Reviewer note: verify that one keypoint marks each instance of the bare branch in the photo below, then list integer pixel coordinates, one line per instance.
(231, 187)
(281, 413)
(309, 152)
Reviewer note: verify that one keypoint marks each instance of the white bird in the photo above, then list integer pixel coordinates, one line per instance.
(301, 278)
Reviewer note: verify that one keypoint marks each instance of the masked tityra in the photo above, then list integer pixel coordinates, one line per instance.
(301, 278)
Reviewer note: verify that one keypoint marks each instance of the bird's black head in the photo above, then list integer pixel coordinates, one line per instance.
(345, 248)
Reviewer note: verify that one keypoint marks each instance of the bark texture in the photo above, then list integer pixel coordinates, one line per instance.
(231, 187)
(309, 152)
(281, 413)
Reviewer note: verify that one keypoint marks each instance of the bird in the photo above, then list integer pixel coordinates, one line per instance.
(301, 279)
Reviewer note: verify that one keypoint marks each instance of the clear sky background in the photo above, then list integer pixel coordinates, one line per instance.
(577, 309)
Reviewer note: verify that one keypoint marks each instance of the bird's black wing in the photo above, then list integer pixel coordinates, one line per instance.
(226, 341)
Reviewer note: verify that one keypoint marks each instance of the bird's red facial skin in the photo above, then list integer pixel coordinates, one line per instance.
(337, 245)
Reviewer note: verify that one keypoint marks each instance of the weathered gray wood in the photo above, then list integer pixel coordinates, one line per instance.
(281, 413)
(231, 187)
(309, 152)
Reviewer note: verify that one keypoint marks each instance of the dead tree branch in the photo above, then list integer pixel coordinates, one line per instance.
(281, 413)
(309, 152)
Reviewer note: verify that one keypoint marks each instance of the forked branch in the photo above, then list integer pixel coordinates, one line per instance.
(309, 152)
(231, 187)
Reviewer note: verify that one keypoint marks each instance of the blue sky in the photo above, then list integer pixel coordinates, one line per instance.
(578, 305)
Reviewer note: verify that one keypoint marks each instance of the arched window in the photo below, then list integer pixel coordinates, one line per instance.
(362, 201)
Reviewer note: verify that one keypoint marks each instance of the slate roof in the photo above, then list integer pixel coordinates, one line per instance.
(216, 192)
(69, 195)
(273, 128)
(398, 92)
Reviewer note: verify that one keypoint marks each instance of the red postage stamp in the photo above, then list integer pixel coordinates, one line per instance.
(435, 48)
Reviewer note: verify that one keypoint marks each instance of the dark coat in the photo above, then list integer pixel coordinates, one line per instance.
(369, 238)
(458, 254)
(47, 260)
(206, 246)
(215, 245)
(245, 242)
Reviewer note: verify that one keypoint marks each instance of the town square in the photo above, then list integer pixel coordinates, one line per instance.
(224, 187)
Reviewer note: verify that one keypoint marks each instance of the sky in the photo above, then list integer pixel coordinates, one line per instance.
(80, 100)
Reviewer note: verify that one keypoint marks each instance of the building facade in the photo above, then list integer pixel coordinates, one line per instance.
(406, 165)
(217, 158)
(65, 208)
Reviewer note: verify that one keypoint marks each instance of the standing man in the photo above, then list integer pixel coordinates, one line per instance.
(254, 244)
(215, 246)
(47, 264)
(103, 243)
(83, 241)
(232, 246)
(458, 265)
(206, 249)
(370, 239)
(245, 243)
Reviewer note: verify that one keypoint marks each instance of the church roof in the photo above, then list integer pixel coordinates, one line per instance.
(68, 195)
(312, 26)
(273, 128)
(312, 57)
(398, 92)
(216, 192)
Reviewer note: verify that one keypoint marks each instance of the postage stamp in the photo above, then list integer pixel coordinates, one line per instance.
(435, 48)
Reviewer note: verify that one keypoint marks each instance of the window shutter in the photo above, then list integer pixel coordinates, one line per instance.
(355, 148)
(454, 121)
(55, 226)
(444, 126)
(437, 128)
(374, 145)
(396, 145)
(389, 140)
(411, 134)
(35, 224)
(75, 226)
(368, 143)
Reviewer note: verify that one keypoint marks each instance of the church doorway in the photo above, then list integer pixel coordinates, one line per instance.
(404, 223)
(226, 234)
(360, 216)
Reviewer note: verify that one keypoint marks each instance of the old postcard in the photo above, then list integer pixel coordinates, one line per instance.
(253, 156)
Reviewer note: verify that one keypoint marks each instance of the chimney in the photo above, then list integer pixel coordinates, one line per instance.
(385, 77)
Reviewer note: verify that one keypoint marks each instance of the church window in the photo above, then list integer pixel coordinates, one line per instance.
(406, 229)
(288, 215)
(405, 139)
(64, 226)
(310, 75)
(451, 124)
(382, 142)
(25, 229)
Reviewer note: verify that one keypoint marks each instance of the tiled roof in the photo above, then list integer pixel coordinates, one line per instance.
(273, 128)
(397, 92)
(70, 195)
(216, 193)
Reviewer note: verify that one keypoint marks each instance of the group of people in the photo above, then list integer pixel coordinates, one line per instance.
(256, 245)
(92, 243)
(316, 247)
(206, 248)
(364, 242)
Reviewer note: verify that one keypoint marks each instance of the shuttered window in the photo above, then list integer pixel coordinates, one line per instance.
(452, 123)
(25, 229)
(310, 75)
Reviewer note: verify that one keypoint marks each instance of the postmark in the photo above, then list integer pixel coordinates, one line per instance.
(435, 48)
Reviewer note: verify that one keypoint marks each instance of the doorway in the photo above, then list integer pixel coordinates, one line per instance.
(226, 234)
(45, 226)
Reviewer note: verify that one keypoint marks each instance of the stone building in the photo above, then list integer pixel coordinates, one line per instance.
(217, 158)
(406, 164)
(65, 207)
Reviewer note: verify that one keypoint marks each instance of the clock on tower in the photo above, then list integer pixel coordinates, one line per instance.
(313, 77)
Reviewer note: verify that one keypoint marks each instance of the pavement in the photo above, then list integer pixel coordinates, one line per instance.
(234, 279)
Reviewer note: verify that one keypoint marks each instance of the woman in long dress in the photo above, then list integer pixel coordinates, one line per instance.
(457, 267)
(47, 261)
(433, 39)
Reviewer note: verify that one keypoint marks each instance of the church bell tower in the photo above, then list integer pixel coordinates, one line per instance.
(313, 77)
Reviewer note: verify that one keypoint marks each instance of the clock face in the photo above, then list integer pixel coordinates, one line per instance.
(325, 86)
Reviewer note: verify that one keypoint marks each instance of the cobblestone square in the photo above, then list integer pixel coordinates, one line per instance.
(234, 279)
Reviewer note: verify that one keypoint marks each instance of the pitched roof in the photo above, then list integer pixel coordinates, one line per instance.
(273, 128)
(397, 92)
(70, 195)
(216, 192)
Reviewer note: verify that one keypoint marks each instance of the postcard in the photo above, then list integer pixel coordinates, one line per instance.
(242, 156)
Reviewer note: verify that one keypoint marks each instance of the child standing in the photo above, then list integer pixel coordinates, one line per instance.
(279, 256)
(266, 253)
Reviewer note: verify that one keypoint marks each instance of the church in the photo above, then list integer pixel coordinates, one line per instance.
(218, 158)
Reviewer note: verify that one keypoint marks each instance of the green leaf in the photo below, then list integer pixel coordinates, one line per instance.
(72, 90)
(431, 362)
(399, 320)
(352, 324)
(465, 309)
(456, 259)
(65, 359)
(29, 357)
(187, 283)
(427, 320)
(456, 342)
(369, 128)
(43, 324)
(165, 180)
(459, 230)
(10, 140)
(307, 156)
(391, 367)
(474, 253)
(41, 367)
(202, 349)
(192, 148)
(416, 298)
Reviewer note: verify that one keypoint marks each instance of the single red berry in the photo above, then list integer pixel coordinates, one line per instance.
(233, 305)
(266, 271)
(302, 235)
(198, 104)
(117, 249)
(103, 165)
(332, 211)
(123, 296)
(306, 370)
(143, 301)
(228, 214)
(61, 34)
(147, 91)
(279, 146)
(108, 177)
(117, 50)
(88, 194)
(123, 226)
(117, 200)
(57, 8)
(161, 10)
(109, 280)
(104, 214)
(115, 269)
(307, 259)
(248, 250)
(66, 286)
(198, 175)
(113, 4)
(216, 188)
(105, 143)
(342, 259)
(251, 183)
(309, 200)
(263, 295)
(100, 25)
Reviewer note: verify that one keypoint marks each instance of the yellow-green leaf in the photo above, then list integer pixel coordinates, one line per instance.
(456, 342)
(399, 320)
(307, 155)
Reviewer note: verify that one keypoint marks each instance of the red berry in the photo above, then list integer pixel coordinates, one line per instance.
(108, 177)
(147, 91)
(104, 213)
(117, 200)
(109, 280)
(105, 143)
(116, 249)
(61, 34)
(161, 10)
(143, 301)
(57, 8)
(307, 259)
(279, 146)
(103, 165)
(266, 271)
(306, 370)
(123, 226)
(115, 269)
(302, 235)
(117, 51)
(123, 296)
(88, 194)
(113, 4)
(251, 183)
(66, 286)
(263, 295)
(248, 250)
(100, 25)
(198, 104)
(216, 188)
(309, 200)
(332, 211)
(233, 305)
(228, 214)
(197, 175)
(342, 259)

Exercise prompt: Give back, exactly as written, the lines from the one with "the red berry" to the last line.

Exercise response:
Reviewer note: verify that one keypoint marks each instance of the red berry in the photo above, then list integer pixel coordinates, one line per instance.
(108, 177)
(147, 91)
(104, 213)
(117, 200)
(109, 280)
(105, 143)
(116, 249)
(61, 34)
(161, 10)
(143, 301)
(57, 8)
(307, 259)
(279, 146)
(103, 165)
(266, 271)
(306, 370)
(123, 226)
(115, 269)
(302, 235)
(117, 51)
(123, 296)
(88, 194)
(113, 4)
(251, 183)
(66, 286)
(263, 295)
(248, 250)
(100, 25)
(198, 104)
(216, 188)
(309, 200)
(332, 211)
(233, 305)
(228, 214)
(197, 175)
(342, 259)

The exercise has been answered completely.